Output every line of the entries below as a JSON list of strings, with one string per line and blank lines left out.

Object detection entries:

* BEGIN *

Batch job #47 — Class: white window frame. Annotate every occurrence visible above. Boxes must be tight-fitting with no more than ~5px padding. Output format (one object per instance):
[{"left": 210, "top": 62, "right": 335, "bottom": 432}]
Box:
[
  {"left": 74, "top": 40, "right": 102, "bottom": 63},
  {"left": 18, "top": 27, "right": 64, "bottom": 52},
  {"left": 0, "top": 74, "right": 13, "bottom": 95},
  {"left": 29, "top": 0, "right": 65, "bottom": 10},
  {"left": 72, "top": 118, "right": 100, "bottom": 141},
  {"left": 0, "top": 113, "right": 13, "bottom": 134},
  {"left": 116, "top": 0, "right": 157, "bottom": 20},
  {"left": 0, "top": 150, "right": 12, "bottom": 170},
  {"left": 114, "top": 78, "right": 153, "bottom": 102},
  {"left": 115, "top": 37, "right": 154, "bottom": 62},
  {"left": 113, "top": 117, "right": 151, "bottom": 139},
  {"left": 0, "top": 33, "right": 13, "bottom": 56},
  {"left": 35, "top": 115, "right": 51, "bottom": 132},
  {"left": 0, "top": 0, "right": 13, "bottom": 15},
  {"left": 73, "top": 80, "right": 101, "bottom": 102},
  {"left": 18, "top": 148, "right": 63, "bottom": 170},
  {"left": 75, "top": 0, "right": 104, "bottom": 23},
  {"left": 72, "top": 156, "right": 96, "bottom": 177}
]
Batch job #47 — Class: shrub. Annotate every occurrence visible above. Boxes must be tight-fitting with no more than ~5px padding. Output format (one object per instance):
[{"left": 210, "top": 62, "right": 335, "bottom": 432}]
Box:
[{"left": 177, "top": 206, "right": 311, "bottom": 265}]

* END *

_Result of this exercise_
[
  "Batch job #47 — Class: white window frame. Annotate every occurrence visible above. Boxes must be tight-fitting with no more than ~5px padding. Output format (one object per instance):",
  "[{\"left\": 210, \"top\": 62, \"right\": 335, \"bottom\": 432}]",
  "Box:",
  "[",
  "  {\"left\": 74, \"top\": 40, \"right\": 102, \"bottom\": 63},",
  "  {\"left\": 18, \"top\": 27, \"right\": 64, \"bottom\": 52},",
  "  {\"left\": 0, \"top\": 74, \"right\": 13, \"bottom\": 95},",
  "  {\"left\": 29, \"top\": 0, \"right\": 65, \"bottom\": 10},",
  "  {\"left\": 72, \"top\": 118, \"right\": 100, \"bottom\": 141},",
  "  {\"left\": 0, \"top\": 113, \"right\": 13, \"bottom\": 134},",
  "  {\"left\": 116, \"top\": 0, \"right\": 157, \"bottom\": 20},",
  "  {\"left\": 0, \"top\": 150, \"right\": 12, \"bottom\": 170},",
  "  {\"left\": 114, \"top\": 78, \"right\": 153, \"bottom\": 102},",
  "  {\"left\": 115, \"top\": 37, \"right\": 154, \"bottom\": 62},",
  "  {\"left\": 113, \"top\": 117, \"right\": 151, \"bottom\": 139},",
  "  {\"left\": 0, \"top\": 33, \"right\": 13, \"bottom\": 56},",
  "  {\"left\": 35, \"top\": 115, \"right\": 51, \"bottom\": 132},",
  "  {\"left\": 0, \"top\": 0, \"right\": 13, \"bottom\": 15},",
  "  {\"left\": 73, \"top\": 80, \"right\": 101, \"bottom\": 102},",
  "  {\"left\": 18, \"top\": 148, \"right\": 63, \"bottom\": 170},",
  "  {\"left\": 75, \"top\": 0, \"right\": 104, \"bottom\": 23},",
  "  {\"left\": 72, \"top\": 156, \"right\": 96, \"bottom\": 177}",
  "]",
  "Batch job #47 — Class: shrub. Annotate every occurrence visible above. Boxes must be tight-fitting with no more than ~5px padding. Output format (one object per instance):",
  "[{\"left\": 210, \"top\": 62, \"right\": 335, \"bottom\": 432}]",
  "Box:",
  "[{\"left\": 177, \"top\": 206, \"right\": 311, \"bottom\": 265}]"
]